+++ MATERIAL FOR THIS EXERCISE

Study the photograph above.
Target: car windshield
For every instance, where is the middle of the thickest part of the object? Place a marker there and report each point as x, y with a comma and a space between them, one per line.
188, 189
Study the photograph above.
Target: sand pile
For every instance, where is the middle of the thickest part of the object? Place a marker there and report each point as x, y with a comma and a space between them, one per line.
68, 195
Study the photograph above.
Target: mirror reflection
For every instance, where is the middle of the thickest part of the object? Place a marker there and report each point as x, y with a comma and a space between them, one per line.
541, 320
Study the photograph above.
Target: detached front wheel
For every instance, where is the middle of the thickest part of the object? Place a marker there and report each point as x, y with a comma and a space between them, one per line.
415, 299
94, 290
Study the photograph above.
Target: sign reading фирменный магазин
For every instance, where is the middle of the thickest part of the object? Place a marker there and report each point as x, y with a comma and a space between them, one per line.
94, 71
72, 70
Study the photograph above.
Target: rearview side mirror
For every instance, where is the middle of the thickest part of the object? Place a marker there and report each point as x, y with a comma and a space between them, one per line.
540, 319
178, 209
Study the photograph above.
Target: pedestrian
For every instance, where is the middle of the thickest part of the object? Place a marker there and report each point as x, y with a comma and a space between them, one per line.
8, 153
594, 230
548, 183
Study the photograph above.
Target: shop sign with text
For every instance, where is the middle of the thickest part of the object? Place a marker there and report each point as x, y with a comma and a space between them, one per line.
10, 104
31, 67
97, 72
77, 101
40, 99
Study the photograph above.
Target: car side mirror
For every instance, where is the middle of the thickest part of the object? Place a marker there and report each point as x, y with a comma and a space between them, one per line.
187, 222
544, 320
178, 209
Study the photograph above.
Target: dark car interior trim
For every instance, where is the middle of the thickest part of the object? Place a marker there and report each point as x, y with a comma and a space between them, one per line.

++++++

JOB:
Copy the records above exactly.

THE RESULT:
Study the photograph above.
Target: car windshield
For every instance, where is the middle of the thickest part of the object? Place a marker there and report each point as x, y with a comma and a space between them, one per line.
188, 189
Study the photograph above.
Target: sand pile
For every instance, where is the middle of the thickest part of the object? Place a marker there and report each point as x, y with a comma and a space between them, one per line.
68, 195
Study the photograph above.
Target: mirror reflection
For every instance, where is the middle of the thickest part of the object? Place a marker there and report each point as x, y with a comma and a space between them, one per line.
541, 320
Study the photograph above.
Target: detached front wheel
For every instance, where is the middle of the thickest part of the object? Place a marker there and report each point as x, y with a comma and a space between them, one per line.
415, 299
94, 290
Study the photograph above.
Target: sign reading фирменный магазин
For every instance, where is the middle of the thickest part of the object? Place a marker there and report each point as x, y with a comma and a space between them, one per line.
94, 71
72, 70
Study the photograph above.
Target: rearview side mirror
For every instance, where is the middle of the thickest part of the object? Place a marker there and report each point as x, y with a comma and a space between them, one per line.
540, 319
178, 209
Study the photograph above.
Target: pedestrian
For every instance, where is the middle of the thickest part of the object? Place a marker there and report each point as x, y with a comma and a space between them, one per line.
8, 153
594, 230
548, 183
Study the photograph above.
Target: shop sign with text
For every instance, where is the middle of the thickest part of the object? Place a marker there and report each point as x, y with a comma and a space between them, one per line.
10, 104
31, 67
97, 72
77, 101
40, 99
Study the photograph above.
Target: car side mirror
For every instance, where is the middle of the thickest part of the object? Place a marker there and report each point as x, y with a comma and a space between them, one per line.
187, 222
544, 320
178, 209
Study the photograph above.
Target: dark car interior trim
For every instance, where is the middle of the thickest part of the object? Place a marker there and report each point as x, y with a comma and a space between them, one per line.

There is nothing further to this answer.